● WORK TO COMPLETE
• a. According to the passage on illegally seized evidence, what is the "tree" in the fruit of the poisonous tree doctrine?
• b. Transcribe the passage on illegally seized evidence word for word, from "Question: Following this" up to and including "against the defendant?".
-- Start of SUPPLIED TEXT --
CASE EXAMPLE: Flo Kane is on trial for possessing illegal drugs. During a pretrial hearing, the trial judge had ruled that the police had illegally seized a gun from Flo’s bedroom, and that the prosecutor could not admit the gun into evidence. While testifying, Flo states, “I’ve never owned a weapon of any kind.”
Question: Following this testimony, could the prosecutor show Flo the illegally seized gun and ask her to admit that she owned it?
Answer: Yes. Once Flo denies ever owning a weapon, the prosecutor may use the illegally seized gun to attack the credibility of her testimony.
If the police illegally seize evidence, can they use the illegally seized information to find other evidence to use against the defendant?
No, because of a legal rule colorfully known as the “fruit of the poisonous tree doctrine.” This doctrine makes inadmissible any evidence that police officers seize or any information that police officers obtain as a direct result of an improper search. The tree is the evidence that the police illegally seize in the first place; the fruit is the second-generation product of the illegally seized evidence. Both tree and fruit are inadmissible at trial. The fruit of the poisonous tree doctrine removes what would otherwise be a big incentive for police officers to conduct illegal searches.
-- End of SUPPLIED TEXT --
-- Start of ENTRIES --
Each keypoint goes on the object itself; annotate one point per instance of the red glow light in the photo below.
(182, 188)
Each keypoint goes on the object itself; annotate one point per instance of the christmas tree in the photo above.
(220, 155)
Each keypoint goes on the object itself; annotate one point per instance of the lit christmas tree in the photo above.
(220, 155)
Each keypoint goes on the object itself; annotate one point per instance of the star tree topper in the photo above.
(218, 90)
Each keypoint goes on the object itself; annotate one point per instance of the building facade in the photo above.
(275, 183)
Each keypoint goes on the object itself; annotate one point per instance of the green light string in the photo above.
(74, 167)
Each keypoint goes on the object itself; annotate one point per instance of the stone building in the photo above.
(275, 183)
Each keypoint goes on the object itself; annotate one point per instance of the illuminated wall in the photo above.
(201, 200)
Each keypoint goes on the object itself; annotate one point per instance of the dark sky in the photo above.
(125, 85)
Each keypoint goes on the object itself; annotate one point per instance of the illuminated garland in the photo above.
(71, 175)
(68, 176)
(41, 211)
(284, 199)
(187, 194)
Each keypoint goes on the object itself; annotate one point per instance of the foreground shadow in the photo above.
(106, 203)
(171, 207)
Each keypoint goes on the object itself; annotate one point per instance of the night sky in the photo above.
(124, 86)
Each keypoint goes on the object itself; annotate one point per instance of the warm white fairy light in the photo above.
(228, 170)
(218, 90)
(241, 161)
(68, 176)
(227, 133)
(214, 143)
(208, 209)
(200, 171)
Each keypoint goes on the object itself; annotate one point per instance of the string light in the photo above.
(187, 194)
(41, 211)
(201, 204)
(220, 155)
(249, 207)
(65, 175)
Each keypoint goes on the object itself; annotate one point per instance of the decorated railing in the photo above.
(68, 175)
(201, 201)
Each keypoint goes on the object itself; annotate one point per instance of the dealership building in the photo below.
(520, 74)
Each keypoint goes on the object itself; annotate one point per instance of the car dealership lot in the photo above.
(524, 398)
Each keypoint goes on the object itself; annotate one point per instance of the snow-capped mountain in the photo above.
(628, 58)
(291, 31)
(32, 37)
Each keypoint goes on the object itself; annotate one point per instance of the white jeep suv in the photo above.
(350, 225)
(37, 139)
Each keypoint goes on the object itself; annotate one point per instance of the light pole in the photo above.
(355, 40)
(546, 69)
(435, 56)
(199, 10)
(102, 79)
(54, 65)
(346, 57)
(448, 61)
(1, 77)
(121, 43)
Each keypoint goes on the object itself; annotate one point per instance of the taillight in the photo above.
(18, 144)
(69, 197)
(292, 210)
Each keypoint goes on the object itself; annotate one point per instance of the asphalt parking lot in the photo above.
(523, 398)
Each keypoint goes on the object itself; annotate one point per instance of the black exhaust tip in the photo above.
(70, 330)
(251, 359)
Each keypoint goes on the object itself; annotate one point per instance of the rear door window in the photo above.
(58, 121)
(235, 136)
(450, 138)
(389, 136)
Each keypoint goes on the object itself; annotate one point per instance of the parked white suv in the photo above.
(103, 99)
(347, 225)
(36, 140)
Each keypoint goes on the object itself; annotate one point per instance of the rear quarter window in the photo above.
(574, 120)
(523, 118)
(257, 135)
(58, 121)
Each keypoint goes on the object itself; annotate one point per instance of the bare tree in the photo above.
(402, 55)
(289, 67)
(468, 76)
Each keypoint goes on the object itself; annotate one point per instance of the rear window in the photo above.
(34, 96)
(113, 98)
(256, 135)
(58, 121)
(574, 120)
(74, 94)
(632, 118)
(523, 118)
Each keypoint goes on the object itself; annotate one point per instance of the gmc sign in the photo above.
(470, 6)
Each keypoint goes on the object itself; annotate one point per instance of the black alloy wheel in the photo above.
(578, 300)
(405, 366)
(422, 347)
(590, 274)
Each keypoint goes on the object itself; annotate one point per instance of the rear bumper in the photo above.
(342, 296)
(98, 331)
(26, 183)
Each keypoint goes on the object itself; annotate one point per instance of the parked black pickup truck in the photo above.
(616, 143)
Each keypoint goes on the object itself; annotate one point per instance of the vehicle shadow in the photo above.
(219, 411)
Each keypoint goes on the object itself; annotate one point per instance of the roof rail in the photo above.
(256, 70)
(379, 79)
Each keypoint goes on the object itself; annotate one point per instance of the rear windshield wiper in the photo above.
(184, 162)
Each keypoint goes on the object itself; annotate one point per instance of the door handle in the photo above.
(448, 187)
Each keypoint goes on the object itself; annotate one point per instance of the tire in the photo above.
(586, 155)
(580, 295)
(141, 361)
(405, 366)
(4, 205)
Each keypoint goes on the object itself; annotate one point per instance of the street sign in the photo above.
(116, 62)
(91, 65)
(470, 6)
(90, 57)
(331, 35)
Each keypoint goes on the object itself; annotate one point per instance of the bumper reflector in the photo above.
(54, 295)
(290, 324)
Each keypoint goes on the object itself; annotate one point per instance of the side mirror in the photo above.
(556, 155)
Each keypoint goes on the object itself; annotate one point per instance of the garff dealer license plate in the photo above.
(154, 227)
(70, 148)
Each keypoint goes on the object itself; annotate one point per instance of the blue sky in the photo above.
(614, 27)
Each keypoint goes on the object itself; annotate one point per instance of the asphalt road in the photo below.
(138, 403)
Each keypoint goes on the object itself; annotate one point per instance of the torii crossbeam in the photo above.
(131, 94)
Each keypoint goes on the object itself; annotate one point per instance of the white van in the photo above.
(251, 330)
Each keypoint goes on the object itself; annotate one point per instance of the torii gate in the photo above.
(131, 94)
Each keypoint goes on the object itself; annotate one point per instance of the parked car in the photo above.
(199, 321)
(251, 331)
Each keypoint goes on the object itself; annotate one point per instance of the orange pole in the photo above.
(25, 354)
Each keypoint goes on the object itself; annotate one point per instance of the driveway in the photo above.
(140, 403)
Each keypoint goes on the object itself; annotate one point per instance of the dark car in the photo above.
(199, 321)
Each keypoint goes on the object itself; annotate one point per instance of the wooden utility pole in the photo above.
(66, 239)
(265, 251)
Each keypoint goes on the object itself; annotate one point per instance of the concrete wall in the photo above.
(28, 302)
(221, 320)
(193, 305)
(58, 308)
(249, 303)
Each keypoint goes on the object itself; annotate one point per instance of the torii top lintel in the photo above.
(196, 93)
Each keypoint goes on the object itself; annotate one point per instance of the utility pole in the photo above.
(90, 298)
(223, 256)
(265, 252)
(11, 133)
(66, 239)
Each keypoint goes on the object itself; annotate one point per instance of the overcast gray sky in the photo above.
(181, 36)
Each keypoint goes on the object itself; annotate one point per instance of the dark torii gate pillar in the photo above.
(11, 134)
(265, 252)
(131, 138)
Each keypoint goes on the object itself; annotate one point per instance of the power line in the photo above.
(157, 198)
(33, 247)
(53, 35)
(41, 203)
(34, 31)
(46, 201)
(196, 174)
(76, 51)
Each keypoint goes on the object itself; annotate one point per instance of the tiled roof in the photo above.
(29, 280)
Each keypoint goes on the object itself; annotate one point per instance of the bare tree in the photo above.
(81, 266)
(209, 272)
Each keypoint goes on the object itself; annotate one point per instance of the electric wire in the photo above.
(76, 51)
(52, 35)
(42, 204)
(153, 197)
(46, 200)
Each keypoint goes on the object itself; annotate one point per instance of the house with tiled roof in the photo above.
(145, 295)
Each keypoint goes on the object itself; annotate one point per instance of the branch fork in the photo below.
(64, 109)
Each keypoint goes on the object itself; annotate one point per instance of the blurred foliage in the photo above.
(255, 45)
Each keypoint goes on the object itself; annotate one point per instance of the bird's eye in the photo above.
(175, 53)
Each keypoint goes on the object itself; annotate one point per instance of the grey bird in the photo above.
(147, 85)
-- End of ENTRIES --
● TASK-BY-TASK RESULTS
• a. The tree is the evidence that the police illegally seize in the first place.

• b.
Question: Following this testimony, could the prosecutor show Flo the illegally seized gun and ask her to admit that she owned it?
Answer: Yes. Once Flo denies ever owning a weapon, the prosecutor may use the illegally seized gun to attack the credibility of her testimony.
If the police illegally seize evidence, can they use the illegally seized information to find other evidence to use against the defendant?